■ SOURCE EXCERPT ■
[start]
Quiz: Dead Restaurants (Part 3)

Since the Tribeca Citizen Restaurant Guide was founded in 2011, many restaurants have been removed upon their closing. Here are blurbs describing 10 deceased establishments, with their names and other pertinent proper nouns redacted. Feel free to answer in the comments. (All of the restaurants are in Tribeca proper.) These are a bit tougher than Part 1 and Part 2, and subsequent posts will be worse. UPDATE: The answers are at the end.

1. XXXXXX’s partnership with XXXXXX in Osaka serves kaiseki (a ritualized Japanese dinner) in a contemporary, pretty room. To the right is a no-reservation noodle bar. To the left is the dining room, with a larger L-shaped counter fronting the open kitchen and tables along the windows, which are half-papered throughout. The 20,000 paperback books lining a wall in the sushi bar pack visual punch, as do the three tiny dioramas of Japanese market scenes set into them.

2. The calmest restaurant in Tribeca by a mile, XXXXXX celebrates the traditional Japanese art of kaiseki—many small courses, exquisitely prepared and arranged. Several tiers are available, the grandest (and most expensive) of which require reservations at least a day in advance. From outside, the room appears small—and it is, although the ceiling is quite high, and there are more tables (about 10) than you can see through the window. Service is formal but pleasant, and patrons speak in hushed tones.

3. XXXXXX of XXXXXX and XXXXXX has reinvented the old XXXXXX space into a “Latin American grill,” with a pocket take-out taqueria. Upstairs is the restaurant, with a small bar and booths and tables that seat around 70. The place is an encyclopedia of design iconography: Japanese lanterns, Spanish tiles, striped awnings, burlap-sack custom upholstery, bistro light fixtures, wooden blinds, South American bar signage…. But as soon as you get comfortable with the general global-cantina vibe, something else catches your eye—such as ’80s photos of the likes of Siouxsie Sioux and Debbie Harry. Downstairs, meanwhile, is the bar, which feels like a ’70s swinger’s den, complete with a painting of horses humping. The food is not a priority.

4. XXXXXX, the “Jewish American bistro” with ancestral ties to a legendary Catskills resort, is a narrow-ish bar up front, and a huge square dining room in back. The decor in the bar is contemporary; you could be in any attractive downtown restaurant, save a couple vintage resort photos. In the dining room, the brick walls are painted white and lined with plywood slats forming a retro design, and some of the diamond-shaped ceiling light fixtures leave rows of bulbs exposed, adding to the retro vibe. Anyone who grew up eating kreplach, latkes, and kugel will most likely find the food at XXXXXX different. Chef XXXXXX has refashioned classic Jewish-American dishes and flavors in ways that don’t try to hew to tradition. (This is not a Jewish deli.) There’s chopped liver, but it’s chicken and duck; borscht is reinterpreted as a salad; salmon is smoked pastrami-style or crusted with falafel. The menu is an eye-opening reminder of how much Jewish-American cuisine has been absorbed into American food in general.
[end]
■ STORED RECORDS ■
[start]
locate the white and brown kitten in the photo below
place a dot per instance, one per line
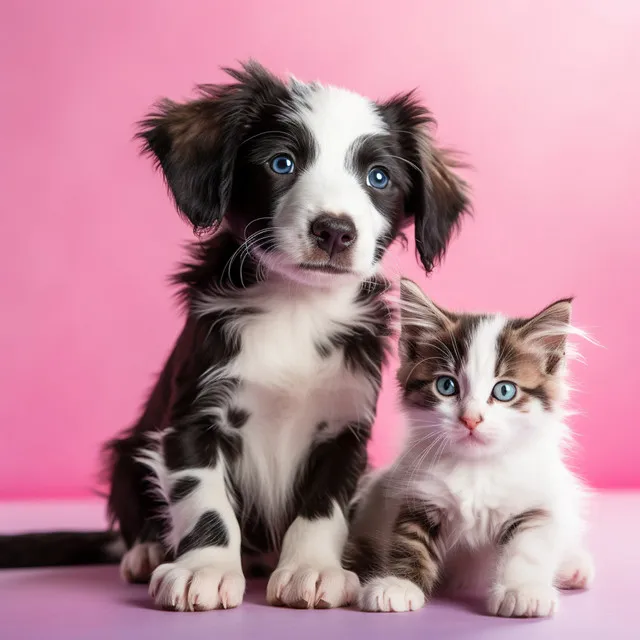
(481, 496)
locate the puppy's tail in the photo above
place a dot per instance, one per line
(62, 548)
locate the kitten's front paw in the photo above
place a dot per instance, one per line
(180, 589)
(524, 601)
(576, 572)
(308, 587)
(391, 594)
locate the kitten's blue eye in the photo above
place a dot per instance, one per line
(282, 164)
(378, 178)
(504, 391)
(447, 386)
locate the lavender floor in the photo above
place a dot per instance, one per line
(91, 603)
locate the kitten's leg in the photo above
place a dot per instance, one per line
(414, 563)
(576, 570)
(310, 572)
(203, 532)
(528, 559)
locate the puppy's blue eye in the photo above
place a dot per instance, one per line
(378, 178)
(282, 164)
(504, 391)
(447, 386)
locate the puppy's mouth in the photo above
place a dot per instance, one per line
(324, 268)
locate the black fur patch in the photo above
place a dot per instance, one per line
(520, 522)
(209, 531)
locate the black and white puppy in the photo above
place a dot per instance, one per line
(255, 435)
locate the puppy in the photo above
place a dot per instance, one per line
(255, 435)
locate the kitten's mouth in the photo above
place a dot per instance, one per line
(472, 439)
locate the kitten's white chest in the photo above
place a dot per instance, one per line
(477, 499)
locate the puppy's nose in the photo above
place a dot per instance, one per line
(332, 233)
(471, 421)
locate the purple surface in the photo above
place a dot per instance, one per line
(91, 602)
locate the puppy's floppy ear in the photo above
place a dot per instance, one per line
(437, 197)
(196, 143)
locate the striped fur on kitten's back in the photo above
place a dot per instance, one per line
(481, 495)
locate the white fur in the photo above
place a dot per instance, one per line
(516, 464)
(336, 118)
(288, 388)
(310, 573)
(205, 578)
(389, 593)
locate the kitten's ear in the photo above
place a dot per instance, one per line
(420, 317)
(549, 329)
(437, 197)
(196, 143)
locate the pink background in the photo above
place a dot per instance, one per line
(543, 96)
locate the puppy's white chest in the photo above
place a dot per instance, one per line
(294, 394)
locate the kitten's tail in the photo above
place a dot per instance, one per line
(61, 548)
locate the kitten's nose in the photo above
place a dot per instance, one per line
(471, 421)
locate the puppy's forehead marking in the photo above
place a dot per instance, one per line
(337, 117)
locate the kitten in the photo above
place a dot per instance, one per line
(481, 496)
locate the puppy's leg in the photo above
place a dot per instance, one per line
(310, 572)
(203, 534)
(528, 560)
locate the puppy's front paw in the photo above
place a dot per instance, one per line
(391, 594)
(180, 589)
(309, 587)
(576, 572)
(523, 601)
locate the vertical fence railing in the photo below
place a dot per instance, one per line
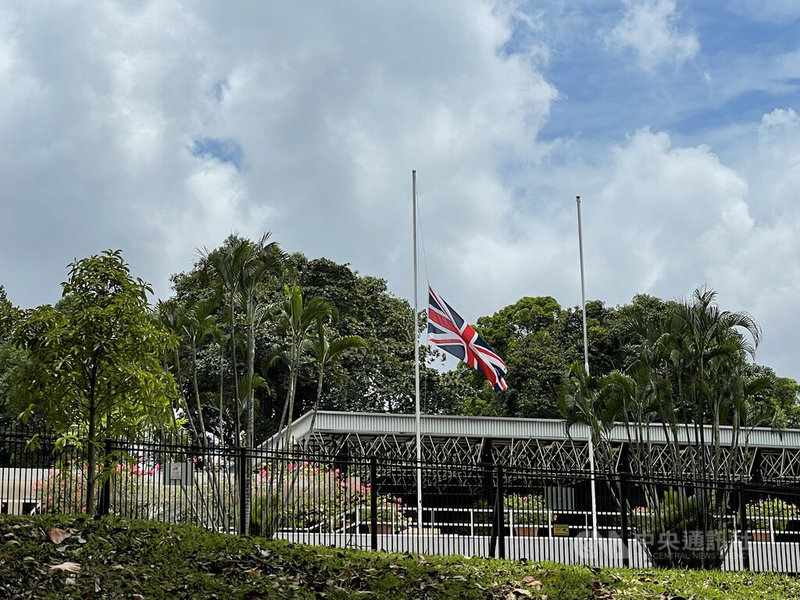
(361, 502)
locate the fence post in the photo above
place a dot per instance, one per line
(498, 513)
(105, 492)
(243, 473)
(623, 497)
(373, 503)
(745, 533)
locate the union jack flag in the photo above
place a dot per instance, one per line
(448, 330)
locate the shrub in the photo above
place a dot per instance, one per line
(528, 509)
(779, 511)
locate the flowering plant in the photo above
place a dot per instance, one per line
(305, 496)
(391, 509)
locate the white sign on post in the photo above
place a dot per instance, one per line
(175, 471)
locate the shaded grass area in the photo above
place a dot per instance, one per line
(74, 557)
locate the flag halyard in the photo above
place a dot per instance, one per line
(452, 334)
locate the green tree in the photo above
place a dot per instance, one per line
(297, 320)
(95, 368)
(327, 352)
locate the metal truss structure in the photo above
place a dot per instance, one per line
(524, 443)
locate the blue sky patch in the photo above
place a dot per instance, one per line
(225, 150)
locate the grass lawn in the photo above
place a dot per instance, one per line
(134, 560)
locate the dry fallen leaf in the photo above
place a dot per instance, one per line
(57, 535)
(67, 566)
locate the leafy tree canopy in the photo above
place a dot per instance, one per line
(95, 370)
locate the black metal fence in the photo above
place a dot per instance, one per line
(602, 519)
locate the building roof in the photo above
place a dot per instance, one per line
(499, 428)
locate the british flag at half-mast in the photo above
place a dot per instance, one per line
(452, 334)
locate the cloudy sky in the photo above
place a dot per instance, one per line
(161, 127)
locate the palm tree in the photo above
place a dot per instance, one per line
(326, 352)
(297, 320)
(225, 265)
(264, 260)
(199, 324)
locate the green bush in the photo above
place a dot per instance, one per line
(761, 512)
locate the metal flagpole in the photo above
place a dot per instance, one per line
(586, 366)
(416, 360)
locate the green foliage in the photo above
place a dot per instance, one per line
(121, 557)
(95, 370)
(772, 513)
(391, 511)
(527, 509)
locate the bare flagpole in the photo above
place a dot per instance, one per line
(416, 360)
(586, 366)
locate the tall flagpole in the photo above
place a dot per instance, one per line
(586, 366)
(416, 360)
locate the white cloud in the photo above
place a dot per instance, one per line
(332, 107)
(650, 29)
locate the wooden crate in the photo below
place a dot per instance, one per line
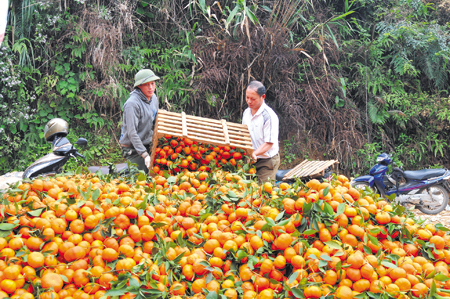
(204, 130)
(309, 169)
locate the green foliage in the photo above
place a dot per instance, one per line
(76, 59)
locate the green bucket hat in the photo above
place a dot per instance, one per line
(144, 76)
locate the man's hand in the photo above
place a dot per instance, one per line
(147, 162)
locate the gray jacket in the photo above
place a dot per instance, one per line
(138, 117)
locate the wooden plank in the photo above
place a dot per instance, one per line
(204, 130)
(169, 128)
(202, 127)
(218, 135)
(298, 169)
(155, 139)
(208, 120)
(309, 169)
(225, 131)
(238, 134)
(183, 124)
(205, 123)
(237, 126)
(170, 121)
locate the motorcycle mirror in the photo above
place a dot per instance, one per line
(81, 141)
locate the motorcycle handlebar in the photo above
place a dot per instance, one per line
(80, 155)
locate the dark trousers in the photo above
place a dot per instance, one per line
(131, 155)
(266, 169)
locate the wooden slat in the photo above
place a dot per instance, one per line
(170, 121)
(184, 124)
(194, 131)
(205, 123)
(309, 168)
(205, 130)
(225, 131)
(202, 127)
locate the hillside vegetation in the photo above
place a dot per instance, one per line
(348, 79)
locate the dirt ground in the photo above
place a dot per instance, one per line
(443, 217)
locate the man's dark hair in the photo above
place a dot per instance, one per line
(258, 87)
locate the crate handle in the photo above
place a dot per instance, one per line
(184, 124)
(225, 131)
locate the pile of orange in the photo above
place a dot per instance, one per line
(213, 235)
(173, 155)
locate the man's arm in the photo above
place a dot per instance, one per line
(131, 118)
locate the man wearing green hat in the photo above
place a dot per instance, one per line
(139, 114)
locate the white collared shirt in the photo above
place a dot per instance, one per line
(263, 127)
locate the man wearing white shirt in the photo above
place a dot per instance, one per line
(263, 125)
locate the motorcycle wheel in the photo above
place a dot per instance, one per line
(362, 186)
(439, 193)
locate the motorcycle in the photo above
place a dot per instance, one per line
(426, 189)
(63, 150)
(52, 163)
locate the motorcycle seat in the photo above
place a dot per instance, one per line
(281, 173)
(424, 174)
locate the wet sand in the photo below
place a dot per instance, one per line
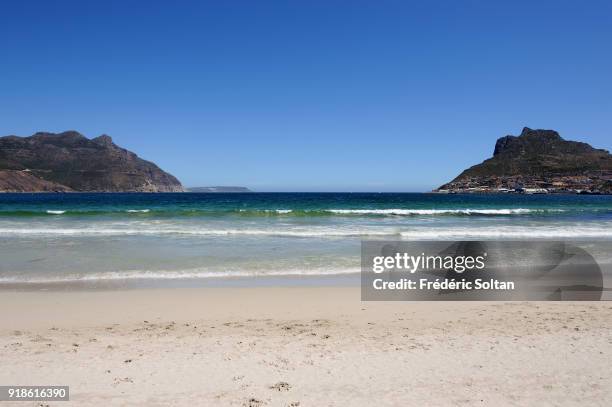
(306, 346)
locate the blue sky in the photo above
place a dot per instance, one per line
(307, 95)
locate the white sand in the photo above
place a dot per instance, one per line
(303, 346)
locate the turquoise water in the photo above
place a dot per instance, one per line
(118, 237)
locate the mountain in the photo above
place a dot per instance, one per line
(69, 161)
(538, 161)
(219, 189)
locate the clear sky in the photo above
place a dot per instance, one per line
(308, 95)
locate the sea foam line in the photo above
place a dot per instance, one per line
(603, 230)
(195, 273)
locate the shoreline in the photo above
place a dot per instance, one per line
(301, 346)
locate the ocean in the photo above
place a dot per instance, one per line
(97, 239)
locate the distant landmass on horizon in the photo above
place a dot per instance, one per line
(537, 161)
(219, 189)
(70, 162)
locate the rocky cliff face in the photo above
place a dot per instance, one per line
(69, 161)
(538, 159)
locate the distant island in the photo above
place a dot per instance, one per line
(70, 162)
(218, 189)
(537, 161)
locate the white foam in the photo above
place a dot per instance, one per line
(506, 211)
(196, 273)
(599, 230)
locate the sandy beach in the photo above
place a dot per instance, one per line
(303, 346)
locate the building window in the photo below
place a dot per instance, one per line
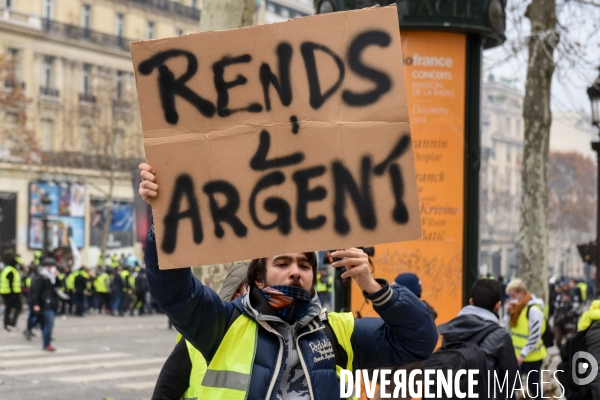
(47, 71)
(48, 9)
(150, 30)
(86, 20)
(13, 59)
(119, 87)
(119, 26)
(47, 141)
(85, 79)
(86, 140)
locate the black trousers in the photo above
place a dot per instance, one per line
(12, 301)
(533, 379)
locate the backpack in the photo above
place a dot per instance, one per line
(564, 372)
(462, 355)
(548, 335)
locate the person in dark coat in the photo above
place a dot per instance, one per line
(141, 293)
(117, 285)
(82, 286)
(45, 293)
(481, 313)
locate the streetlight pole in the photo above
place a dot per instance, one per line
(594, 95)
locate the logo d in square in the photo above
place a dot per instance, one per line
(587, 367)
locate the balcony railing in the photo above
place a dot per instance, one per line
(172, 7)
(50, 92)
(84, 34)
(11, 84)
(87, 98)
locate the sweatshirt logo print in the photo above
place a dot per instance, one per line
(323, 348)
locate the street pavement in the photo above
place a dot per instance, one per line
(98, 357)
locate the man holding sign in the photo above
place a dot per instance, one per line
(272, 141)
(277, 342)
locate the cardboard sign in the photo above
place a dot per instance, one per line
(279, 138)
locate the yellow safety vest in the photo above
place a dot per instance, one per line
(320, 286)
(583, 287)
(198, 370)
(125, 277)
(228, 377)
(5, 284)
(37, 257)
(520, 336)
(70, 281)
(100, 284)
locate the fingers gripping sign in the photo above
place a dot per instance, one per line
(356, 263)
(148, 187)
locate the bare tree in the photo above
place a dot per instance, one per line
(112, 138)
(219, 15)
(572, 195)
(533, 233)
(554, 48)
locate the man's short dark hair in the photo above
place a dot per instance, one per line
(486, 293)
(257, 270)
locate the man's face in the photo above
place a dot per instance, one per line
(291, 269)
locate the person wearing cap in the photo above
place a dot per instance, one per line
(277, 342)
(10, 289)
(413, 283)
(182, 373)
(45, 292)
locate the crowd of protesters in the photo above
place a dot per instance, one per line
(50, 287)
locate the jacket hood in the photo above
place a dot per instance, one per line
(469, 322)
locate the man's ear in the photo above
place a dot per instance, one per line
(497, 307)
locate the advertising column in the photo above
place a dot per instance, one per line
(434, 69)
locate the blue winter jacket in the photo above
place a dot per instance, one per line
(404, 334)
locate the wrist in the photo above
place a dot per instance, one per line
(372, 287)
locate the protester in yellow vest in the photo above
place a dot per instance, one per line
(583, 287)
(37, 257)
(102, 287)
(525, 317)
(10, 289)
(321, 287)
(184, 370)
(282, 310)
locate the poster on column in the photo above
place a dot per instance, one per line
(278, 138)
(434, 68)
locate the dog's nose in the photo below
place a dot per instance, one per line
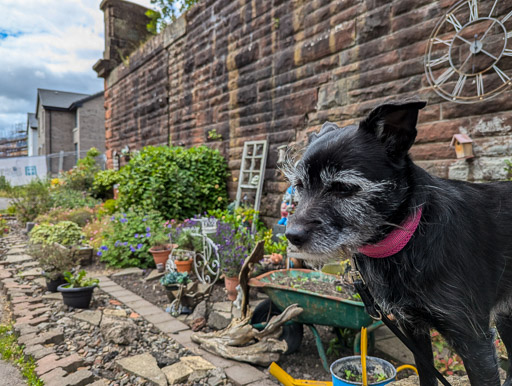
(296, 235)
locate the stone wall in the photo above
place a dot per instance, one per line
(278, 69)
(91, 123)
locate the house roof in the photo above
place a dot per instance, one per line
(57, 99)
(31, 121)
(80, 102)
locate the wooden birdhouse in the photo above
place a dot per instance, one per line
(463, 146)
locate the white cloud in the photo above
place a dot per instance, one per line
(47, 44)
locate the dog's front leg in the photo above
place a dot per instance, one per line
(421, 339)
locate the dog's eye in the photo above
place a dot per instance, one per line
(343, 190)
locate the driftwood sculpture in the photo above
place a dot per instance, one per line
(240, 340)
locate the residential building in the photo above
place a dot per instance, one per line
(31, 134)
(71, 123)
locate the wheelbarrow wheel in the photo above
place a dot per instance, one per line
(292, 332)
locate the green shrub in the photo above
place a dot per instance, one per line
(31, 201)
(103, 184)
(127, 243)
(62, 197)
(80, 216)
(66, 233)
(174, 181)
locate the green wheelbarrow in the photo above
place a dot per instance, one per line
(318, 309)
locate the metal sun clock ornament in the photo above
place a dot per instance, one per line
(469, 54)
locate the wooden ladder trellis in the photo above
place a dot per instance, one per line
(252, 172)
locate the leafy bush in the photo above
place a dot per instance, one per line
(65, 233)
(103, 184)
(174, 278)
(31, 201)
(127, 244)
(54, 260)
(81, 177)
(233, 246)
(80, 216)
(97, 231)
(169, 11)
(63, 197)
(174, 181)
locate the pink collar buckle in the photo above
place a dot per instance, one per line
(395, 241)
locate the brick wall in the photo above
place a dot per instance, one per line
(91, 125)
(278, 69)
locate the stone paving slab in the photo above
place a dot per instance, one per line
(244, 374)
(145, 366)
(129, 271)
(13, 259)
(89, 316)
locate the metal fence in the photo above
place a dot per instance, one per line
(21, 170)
[end]
■ WRITTEN TASKS ■
• 1. Reproduce the restaurant quiz text starting with "Since the Tribeca" and going on through "at the end.".
• 2. In the restaurant quiz, about how many people can the upstairs bar, booths, and tables of the "Latin American grill" seat?

■ SOLUTIONS TO EACH TASK ■
• 1.
Since the Tribeca Citizen Restaurant Guide was founded in 2011, many restaurants have been removed upon their closing. Here are blurbs describing 10 deceased establishments, with their names and other pertinent proper nouns redacted. Feel free to answer in the comments. (All of the restaurants are in Tribeca proper.) These are a bit tougher than Part 1 and Part 2, and subsequent posts will be worse. UPDATE: The answers are at the end.

• 2. Around 70.